• Objectif 1:
Répondez à ces questions d'après l'extrait sur les ruines de la Cour des Comptes :
(a) Quels oiseaux s'étaient installés parmi les ruines ?
(b) De quel côté arrivaient les grands vols de petits oiseaux ?
(c) Que trouveront les petits oiseaux à la place de leur gîte habituel ?
• Objectif 2:
Renvoyez mot pour mot, s'il vous plaît, le passage de l'extrait sur les ruines de la Cour des Comptes qui commence aux mots contenant "Il y avait là" et s'arrête après "future gare d’Orléans.".

• Extrait source:

Il y avait là les ruines de la Cour des Comptes : belles ou laides, je ne sais ; on y était habitué. Une forêt vierge avait poussé entre les pierres. La flore en était si abondante et si variée qu’on en avait, paraît-il, fait un livre. Des bêtes vivaient tranquilles parmi ces ruines. Le moineau de Paris et le ramier, et le merle, s’y étaient installés ; ils étaient là comme chez eux. Dans certains mois, à la tombée du jour, il arrivait, du côté du couchant, du côté de la mer, de grands vols de petits oiseaux, qui, par milliers, s’abattaient sur les murs calcinés. Là, ils se reposaient et, avant de mettre la tête sous l’aile, se querellaient comme un Parlement. Ils seront bien surpris, les petits oiseaux, quand ils vont revenir, au printemps. À la place de leur gîte habituel, ils trouveront le chantier de la future gare d’Orléans.

(Entrées de pointage et d'étiquetage)
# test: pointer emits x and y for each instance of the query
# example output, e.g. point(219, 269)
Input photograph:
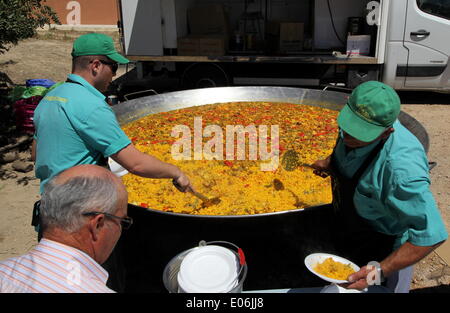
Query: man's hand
point(360, 280)
point(182, 183)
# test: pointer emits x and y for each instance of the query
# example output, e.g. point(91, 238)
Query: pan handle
point(139, 92)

• Réponse complète 1:
(a) Le moineau de Paris, le ramier et le merle.
(b) Du côté du couchant, du côté de la mer.
(c) Le chantier de la future gare d'Orléans.

• Réponse complète 2:
Il y avait là les ruines de la Cour des Comptes : belles ou laides, je ne sais ; on y était habitué. Une forêt vierge avait poussé entre les pierres. La flore en était si abondante et si variée qu’on en avait, paraît-il, fait un livre. Des bêtes vivaient tranquilles parmi ces ruines. Le moineau de Paris et le ramier, et le merle, s’y étaient installés ; ils étaient là comme chez eux. Dans certains mois, à la tombée du jour, il arrivait, du côté du couchant, du côté de la mer, de grands vols de petits oiseaux, qui, par milliers, s’abattaient sur les murs calcinés. Là, ils se reposaient et, avant de mettre la tête sous l’aile, se querellaient comme un Parlement. Ils seront bien surpris, les petits oiseaux, quand ils vont revenir, au printemps. À la place de leur gîte habituel, ils trouveront le chantier de la future gare d’Orléans.